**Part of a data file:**

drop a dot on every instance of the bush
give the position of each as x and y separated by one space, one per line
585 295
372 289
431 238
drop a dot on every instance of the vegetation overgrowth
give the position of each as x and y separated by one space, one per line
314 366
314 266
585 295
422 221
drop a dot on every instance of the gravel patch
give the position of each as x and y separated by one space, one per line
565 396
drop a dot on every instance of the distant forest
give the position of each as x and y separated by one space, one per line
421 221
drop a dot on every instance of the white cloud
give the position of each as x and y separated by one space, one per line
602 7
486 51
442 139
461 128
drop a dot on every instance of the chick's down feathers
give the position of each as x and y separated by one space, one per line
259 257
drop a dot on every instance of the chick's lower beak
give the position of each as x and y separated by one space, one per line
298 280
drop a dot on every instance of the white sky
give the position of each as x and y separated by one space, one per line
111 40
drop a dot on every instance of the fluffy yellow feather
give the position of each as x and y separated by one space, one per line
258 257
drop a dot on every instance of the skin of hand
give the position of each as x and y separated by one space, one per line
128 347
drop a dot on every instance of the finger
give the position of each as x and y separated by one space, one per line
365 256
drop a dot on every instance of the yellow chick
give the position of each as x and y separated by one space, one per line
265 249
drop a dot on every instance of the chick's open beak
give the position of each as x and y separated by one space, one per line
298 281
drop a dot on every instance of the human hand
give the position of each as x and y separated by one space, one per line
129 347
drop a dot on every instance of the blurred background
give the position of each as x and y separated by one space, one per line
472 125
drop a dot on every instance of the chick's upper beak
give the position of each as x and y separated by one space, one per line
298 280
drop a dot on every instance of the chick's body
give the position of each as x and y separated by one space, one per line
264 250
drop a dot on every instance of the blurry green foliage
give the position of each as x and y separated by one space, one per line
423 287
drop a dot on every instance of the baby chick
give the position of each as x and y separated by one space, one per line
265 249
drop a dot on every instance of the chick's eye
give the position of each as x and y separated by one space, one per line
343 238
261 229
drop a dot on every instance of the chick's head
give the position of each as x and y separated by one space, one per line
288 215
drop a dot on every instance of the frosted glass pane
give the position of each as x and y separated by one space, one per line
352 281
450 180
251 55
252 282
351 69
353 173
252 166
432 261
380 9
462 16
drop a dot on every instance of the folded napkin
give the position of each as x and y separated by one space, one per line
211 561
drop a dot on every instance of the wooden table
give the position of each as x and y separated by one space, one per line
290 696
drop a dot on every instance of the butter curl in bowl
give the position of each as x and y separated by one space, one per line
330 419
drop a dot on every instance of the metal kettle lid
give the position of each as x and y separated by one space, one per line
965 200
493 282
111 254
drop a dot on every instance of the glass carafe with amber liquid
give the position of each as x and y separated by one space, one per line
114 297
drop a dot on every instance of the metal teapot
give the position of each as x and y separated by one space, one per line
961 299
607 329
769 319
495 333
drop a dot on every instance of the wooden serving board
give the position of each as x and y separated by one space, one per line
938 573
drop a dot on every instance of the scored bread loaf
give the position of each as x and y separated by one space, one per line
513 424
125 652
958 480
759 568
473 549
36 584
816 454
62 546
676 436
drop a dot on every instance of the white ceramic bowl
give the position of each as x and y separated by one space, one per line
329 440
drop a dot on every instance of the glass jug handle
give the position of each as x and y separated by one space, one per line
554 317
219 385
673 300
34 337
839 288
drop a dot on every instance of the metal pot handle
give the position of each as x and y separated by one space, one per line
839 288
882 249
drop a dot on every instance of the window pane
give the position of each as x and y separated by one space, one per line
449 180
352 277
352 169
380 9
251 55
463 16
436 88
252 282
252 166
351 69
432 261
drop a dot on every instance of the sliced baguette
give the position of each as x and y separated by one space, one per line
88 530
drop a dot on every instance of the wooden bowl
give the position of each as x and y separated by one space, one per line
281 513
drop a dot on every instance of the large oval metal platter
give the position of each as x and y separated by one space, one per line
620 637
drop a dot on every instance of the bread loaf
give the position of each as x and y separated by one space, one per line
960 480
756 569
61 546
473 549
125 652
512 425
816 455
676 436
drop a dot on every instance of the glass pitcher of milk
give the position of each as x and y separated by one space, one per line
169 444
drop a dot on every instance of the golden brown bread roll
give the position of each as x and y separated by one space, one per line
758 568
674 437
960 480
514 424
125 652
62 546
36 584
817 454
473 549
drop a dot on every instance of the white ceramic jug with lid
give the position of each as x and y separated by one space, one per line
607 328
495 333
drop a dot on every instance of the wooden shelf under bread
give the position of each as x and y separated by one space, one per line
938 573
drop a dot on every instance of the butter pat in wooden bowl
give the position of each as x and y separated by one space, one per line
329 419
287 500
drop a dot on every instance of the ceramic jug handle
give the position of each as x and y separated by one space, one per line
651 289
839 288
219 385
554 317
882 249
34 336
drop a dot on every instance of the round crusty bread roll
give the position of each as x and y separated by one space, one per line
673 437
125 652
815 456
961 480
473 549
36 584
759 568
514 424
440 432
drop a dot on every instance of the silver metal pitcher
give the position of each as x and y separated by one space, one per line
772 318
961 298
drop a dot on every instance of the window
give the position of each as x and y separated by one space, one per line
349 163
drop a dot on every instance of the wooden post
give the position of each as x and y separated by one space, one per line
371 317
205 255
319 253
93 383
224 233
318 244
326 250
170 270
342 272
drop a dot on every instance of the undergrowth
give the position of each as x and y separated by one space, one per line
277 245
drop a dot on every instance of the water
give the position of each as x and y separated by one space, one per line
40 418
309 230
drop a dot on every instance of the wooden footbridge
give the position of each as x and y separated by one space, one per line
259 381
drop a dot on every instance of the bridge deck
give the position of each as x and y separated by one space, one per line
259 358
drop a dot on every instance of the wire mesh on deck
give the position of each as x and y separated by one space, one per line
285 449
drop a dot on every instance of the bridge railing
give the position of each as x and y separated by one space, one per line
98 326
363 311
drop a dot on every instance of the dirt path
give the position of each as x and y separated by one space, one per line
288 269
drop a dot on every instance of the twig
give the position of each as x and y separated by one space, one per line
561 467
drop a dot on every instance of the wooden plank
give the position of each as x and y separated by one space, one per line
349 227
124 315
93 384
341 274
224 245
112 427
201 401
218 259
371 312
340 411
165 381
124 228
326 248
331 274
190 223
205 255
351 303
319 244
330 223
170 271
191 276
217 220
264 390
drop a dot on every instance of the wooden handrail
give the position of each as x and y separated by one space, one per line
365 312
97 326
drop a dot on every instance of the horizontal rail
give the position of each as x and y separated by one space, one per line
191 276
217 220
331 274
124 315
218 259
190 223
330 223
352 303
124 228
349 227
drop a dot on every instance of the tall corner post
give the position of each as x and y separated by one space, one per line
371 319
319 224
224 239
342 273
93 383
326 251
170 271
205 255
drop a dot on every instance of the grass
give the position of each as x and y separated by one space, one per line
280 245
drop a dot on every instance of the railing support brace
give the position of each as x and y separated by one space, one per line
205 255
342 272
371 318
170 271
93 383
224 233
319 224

**PROBLEM DETAILS:** Copy the data above in full, character for character.

**EXERCISE ANSWER:**
drop a dot on every instance of the bush
give the position of each as x and y separated by one space, one per line
585 295
372 289
431 238
drop a dot on every instance of the vegetation overgrowth
give the position of each as x and y separated by one space, one per line
314 366
314 266
585 295
422 221
drop a dot on every instance of the gravel patch
give the position of each as x and y separated by one space, one per line
565 396
drop a dot on every instance of the distant forest
give the position of each as x and y separated by one space, one per line
421 221
drop a dot on every instance of the white cloud
give the position of each as x and y separated by one space, one per line
602 7
486 51
442 139
461 128
drop a dot on every instance of the chick's down feathers
give the position of each as x and y separated by one space, one per line
259 257
drop a dot on every instance of the chick's lower beak
give the position of each as x and y separated by one space, one per line
298 280
drop a dot on every instance of the white sky
give the position of each as x and y separated by one space, one per line
111 40
drop a dot on every instance of the fluffy yellow feather
give the position of each as x and y separated by one space, one per line
258 257
drop a dot on every instance of the skin of hand
give the position of each as x and y separated by one space, one per line
128 347
drop a dot on every instance of the finger
give the position of each as x and y separated by one space, one per line
365 256
drop a dot on every instance of the yellow chick
give the position of each as x and y separated by one space, one per line
265 249
drop a dot on every instance of the chick's open beak
give the position of each as x and y separated by one space, one per line
298 281
drop a dot on every instance of the human hand
give the position of each as x and y separated by one space, one per line
129 347
drop a dot on every instance of the blurred background
give the position of each as x and y separated by one space, one per line
472 125
drop a dot on every instance of the chick's upper beak
give the position of each as x and y separated by one space, one per line
298 280
drop a dot on every instance of the chick's body
give the position of each as x and y separated by one space, one per line
264 250
drop a dot on every instance of the blurry green foliage
give the position of each as x and y separated by one space, one per line
423 287
drop a dot on every instance of the baby chick
give the position of each as x and y separated by one space, one per line
265 249
drop a dot on every instance of the chick's eye
give the position of each as x and y separated by one space, one per line
343 238
261 229
drop a dot on every instance of the chick's head
give the position of each as x and y separated by one space, one per line
288 215
drop a dot on every instance of the frosted glass pane
give the position of each as x and y separated by one space, one per line
352 281
450 180
251 55
252 282
351 69
353 173
252 166
432 261
380 9
462 16
drop a dot on every instance of the folded napkin
give the position of each as x and y separated by one space, one per line
211 561
drop a dot on every instance of the wooden table
give the position of each as x and y separated by one space, one per line
290 696
drop a dot on every instance of the butter curl in bowl
give the position of each as x and y separated by one space, one per line
330 419
drop a dot on every instance of the metal kettle lid
give the position of each as x and y separated by one space, one per line
965 200
493 282
111 254
drop a dot on every instance of the glass carafe with amber liquid
give the position of each as x and y separated by one space, one per line
114 297
drop a dot on every instance of the metal teapot
give the position of each as x and y separated by one space, one per line
961 299
607 329
769 319
495 333
drop a dot on every instance of the wooden serving board
give the position of each as x and y separated by one space, one per line
938 573
drop a dot on every instance of the scored bread loaf
give the position of each as x and y separated by one space, one per line
513 424
125 652
958 480
759 568
473 549
36 584
816 454
62 546
676 436
drop a dot on every instance of the white ceramic bowl
give the position of each as x and y separated by one space, one per line
329 440
drop a dot on every instance of the glass jug handle
give the position of each as x and y separated by one space, one per line
554 317
219 385
673 300
34 337
839 288
drop a dot on every instance of the metal pot handle
give the position of each as x and y separated by one space, one per line
839 288
882 249
drop a dot on every instance of the window pane
give the position of each as x and y separated by one space, one per line
449 180
352 277
352 169
380 9
251 55
463 16
436 88
252 282
252 166
351 69
432 261
drop a dot on every instance of the sliced baguette
give the position of each as x and y separated by one space, one per line
88 530
drop a dot on every instance of the wooden bowl
give the position of each as x and y separated by one space, one per line
281 513
drop a dot on every instance of the large oval metal platter
give the position of each as x and y separated by one space, one per line
620 637
drop a dot on every instance of the bread loaf
give the position of each as x and y separated by one space, one per line
960 480
756 569
61 546
473 549
125 652
512 425
816 455
676 436
drop a dot on every instance of the glass pitcher of milk
give the position of each as x and y separated by one space, one per line
169 444
drop a dot on every instance of the golden brown bread roll
give the position of each as x and y separated by one space, one per line
758 568
674 437
960 480
514 424
125 652
62 546
36 584
817 454
473 549
drop a dot on every instance of the white ceramic jug with lid
give the position of each as x and y separated by one space, one per line
607 328
495 333
drop a dot on every instance of the wooden shelf under bread
give the position of each as x and y separated by one space, one per line
938 573
drop a dot on every instance of the butter pat in wooden bowl
give the position of each as x and y separated by one space, one per line
329 419
287 500
drop a dot on every instance of the ceramic jug handle
give the position of each as x and y separated by one space, one per line
651 289
839 288
219 385
554 317
882 249
34 336
drop a dot on every instance of the round crusty bread roll
give the position of each as x and y separated by one space, one per line
673 437
125 652
815 456
961 480
473 549
36 584
759 568
514 424
440 432
drop a dot on every instance of the silver metal pitcher
give the position of each as x and y separated by one space, one per line
772 318
961 298
drop a dot on every instance of the window
give the position of each as x and y separated by one space, one per line
349 163
drop a dot on every instance of the wooden post
give the position of each as x and y separated by one space, one per line
371 317
205 255
319 253
93 383
224 233
318 244
326 250
170 270
342 272
drop a dot on every instance of the undergrowth
give the position of each as x and y separated by one space, one per line
277 245
drop a dot on every instance of the water
give the position of each as x and y separated by one space, one per line
40 418
309 230
drop a dot on every instance of the wooden footbridge
give the position of each as x and y separated by one space, one per line
259 381
drop a dot on every instance of the bridge deck
give the position of each as x and y separated by one space, one per line
259 358
drop a dot on every instance of the wire mesh on deck
give the position of each as x and y separated by one space, one per line
285 449
drop a dot on every instance of the bridge railing
give the position of each as x and y separated by one space, one per line
98 326
363 311
drop a dot on every instance of the dirt path
give the position of each as x and y separated by one space, one per line
288 269
drop a dot on every instance of the twig
give the position of each as x and y separated by one space, one per line
561 467
drop a dot on every instance of the wooden plank
give the position of each as x and y separated by one space, one per line
349 227
124 315
93 384
341 274
224 245
112 427
201 401
218 259
371 312
340 411
165 381
124 228
326 248
331 274
190 223
205 255
351 303
319 244
330 223
170 271
191 276
217 220
264 390
drop a dot on every instance of the wooden handrail
give the position of each as x and y separated by one space, one per line
365 312
97 326
drop a dot on every instance of the horizontal rail
give the position of each as x and y separated by one space, one per line
191 276
217 220
331 274
124 315
218 259
190 223
330 223
352 303
124 228
349 227
drop a dot on every instance of the tall corner post
give the position of each as x and y separated by one space, one per line
371 319
319 224
224 239
342 273
93 383
326 251
170 271
205 255
drop a dot on every instance of the grass
give the position of each as x and y separated by one space, one per line
280 245
drop a dot on every instance of the railing support brace
give the position of each as x and y separated by one space, one per line
205 255
342 272
371 318
170 271
93 383
224 233
319 224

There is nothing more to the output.